Activity: Before copying the entries, remove the pictures; everything else stays exactly as it is.
START Data to examine
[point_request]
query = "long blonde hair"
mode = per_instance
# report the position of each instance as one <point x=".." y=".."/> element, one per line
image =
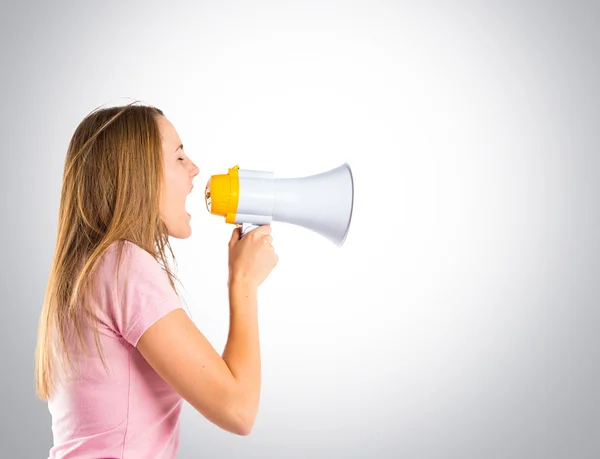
<point x="113" y="174"/>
END Data to examine
Solution to this exercise:
[point_request]
query = "long blonde hair"
mode = per_instance
# report the position of each instance as one <point x=".." y=".."/> element, one per line
image =
<point x="113" y="174"/>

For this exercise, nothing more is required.